[Task instructions]
Every line from the one containing "Reviewer note. Confirm that each instance of the cabinet" through the last line below should be reproduced exactly; please include nothing else.

[Raw data]
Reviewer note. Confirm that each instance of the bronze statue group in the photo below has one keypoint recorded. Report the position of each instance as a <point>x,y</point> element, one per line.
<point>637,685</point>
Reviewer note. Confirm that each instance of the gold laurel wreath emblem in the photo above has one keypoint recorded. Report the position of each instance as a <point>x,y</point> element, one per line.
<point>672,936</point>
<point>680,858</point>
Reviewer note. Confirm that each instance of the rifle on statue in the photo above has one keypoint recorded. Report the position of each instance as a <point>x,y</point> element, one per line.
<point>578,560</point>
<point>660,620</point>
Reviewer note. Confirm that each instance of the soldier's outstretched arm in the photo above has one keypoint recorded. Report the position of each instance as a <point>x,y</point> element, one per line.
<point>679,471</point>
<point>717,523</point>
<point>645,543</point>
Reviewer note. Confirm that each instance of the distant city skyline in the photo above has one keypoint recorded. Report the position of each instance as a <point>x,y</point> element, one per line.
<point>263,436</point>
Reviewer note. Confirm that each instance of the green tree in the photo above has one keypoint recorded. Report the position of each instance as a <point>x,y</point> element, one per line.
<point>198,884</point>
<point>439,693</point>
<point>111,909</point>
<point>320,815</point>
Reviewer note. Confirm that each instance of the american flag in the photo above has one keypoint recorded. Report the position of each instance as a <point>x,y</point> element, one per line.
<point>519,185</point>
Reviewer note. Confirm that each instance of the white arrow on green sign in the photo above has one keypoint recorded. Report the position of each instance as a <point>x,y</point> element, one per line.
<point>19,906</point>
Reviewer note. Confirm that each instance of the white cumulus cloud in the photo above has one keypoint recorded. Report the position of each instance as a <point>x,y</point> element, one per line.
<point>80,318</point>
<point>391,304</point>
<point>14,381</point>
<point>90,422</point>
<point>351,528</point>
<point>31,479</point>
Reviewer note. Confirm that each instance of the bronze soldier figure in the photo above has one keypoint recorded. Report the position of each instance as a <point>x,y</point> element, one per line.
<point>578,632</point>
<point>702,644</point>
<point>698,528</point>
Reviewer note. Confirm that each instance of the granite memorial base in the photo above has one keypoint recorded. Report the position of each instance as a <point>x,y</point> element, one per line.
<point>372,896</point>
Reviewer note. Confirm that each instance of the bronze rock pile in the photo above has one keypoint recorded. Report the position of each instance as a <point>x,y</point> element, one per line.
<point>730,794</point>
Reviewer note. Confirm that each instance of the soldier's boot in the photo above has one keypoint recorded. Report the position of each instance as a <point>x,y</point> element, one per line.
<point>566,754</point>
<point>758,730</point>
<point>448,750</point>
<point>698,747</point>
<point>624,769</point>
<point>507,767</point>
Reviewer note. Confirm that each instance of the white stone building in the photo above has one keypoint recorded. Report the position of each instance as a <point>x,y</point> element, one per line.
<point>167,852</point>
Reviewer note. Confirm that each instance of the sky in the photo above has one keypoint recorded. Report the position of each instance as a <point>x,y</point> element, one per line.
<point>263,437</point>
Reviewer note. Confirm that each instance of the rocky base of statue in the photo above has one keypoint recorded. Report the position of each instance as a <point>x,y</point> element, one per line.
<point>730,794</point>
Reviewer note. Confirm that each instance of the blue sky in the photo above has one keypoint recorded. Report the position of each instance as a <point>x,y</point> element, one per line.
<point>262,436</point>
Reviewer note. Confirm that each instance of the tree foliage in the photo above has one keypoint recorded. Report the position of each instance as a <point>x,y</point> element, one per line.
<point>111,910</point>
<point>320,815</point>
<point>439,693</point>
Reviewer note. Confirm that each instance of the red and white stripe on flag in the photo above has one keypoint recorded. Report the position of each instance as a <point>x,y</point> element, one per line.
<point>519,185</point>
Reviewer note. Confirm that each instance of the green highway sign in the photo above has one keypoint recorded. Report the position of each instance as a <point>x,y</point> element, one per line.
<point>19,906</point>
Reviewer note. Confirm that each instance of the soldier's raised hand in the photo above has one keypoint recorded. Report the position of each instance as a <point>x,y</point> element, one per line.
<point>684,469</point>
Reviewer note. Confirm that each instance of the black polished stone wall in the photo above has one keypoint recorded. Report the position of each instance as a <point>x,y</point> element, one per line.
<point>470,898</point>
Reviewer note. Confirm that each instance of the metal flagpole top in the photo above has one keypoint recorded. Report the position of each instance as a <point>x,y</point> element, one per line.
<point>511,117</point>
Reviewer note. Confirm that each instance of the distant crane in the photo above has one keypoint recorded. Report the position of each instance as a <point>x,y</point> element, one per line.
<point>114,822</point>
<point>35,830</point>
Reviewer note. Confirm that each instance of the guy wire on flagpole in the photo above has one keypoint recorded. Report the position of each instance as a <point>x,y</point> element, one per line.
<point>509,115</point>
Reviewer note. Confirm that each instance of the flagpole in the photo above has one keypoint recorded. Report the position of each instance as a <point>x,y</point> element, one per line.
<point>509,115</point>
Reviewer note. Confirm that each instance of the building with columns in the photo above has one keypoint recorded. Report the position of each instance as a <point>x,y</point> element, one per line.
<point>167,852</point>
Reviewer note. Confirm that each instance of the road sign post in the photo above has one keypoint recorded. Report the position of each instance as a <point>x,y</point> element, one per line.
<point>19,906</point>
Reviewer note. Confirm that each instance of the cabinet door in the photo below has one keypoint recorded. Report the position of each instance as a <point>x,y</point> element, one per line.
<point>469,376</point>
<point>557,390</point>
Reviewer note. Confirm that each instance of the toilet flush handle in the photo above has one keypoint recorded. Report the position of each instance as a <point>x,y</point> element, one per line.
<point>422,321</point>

[Exercise answer]
Reviewer note. Confirm that each instance of the cabinet door in the photo below has one keypoint recorded. Report the position of each instance as a <point>x,y</point> element, one per line.
<point>469,376</point>
<point>557,390</point>
Reviewer note. Confirm that each instance of the toilet flush handle in the photo above has one keypoint recorded. Report the position of each instance as a <point>x,y</point> element, one per line.
<point>422,321</point>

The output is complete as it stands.